WORK TO BE COMPLETED: Wherever "small" turns up in the entries, copy out the line that holds it.

EXERCISE MATERIALS:
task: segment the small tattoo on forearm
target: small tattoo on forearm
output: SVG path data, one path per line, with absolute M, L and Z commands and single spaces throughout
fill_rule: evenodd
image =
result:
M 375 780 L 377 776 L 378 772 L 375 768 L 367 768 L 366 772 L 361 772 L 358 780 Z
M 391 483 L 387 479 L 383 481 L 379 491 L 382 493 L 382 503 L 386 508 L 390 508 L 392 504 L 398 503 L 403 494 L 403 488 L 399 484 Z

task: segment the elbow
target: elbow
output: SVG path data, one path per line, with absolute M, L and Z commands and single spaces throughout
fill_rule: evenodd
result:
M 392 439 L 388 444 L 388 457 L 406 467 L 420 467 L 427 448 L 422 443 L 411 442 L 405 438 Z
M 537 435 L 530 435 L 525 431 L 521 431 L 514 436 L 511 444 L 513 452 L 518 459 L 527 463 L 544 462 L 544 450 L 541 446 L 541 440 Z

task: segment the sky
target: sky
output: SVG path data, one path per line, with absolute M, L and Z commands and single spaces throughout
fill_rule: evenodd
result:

TASK RESULT:
task: segment the small tattoo on forearm
target: small tattoo on forearm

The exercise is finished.